Vorgegebener Artikel:
┌──

Temu setzt auf aggressive Werbung und erstaunliche Preise. Das ruft jetzt sogar die Bundesregierung auf den Plan.
Jugendliche gefährdetBundesregierung warnt vor chinesischem Shopping-Portal Temu
Es klingt verlockend, kann aber mit einer bitteren Enttäuschung enden: Chinesische Shopping-Apps werben mit unschlagbar günstigen Preise, aber oft hält die Ware nicht das, was versprochen wird. Insbesondere die Plattform Temu ist seit rund einem Jahr stark auf dem deutschen Markt vertreten. Allerdings ruft deren Geschäftsgebaren nun sogar das Bundesministerium für Verbraucherschutz auf den Plan – mit einer Warnung.
Verbraucherschutz-Staatssekretärin Christiane Rohleder sagte der Deutschen Presse-Agentur, Temu schaffe manipulative Kaufanreize. „Spiele, Glücksräder, Rabatt-Countdowns et cetera suggerieren unglaubliche Rabatte und Schnäppchen“, so Rohleder. Dadurch würden Bedürfnisse geweckt, und das in völlig neuem Ausmaß. Besonders problematisch sei der Fokus auf eine sehr junge Zielgruppe.
Im Digitale Dienste-Gesetz (DSA) der EU sei die manipulative Gestaltung von Online-Plattformen verboten worden. „Daher ist es wichtig, dass diese Regelungen jetzt auch durchgesetzt werden“, so Rohleder. Die Praktiken von Temu seien manipulativ und machten süchtig.

└──

Schriftliche Aufgabe 1:
Nenne alle Mittel, die Christiane Rohleder im Artikel über Temu in ihrem Zitat ausdrücklich als Kaufanreize aufzählt.
Schriftliche Aufgabe 2:
Schreib den Artikel über Temu im Anschluss an seinen letzten Satz weiter.
Das Material steht in keinem Zusammenhang mit dem Artikel.

Verfügbares Material:
┌──

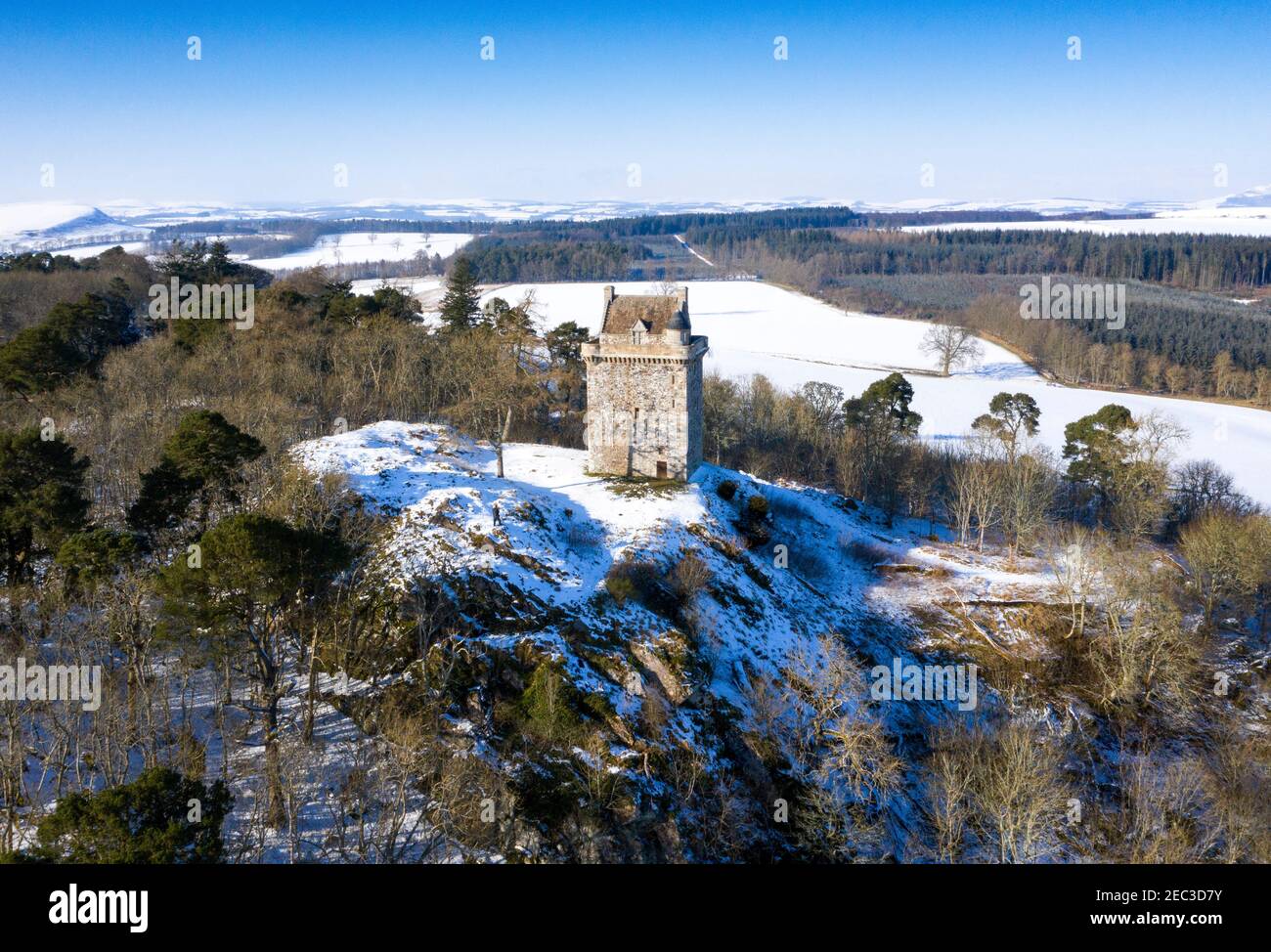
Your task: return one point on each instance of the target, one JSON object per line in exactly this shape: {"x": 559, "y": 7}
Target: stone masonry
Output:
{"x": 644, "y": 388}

└──

Aufgabenlösung 1:
Spiele, Glücksräder, Rabatt-Countdowns

Aufgabenlösung 2:
Bereits zuvor hatte das Bundesverbraucherministerium von Ressortchefin Steffi Lemke (Grüne) scharfe Kritik an Temu geübt. Hintergrund hierfür war eine Mängelliste des Verbraucherzentrale-Bundesverbands (VZBV). Die Verbraucherzentrale prüft derzeit rechtliche Schritte gegen Temu.
EU-Gesetz soll gegen China-App Temu wirken
Seit dem 17. Februar 2024 gelten die neuen Vorschriften für alle Plattformen. Das Digital Services Act (DSA) zielt laut EU darauf ab, eine „sicherere und gerechtere Online-Welt aufzubauen“. Verbraucher können illegale Inhalte, Waren oder Dienstleistungen leichter melden. Außerdem müssen Online-Plattformen, die für Minderjährige zugänglich sind, angemessene und verhältnismäßige Maßnahmen ergreifen, um die Privatsphäre, Sicherheit und den Schutz von Minderjährigen innerhalb ihres Dienstes zu gewährleisten.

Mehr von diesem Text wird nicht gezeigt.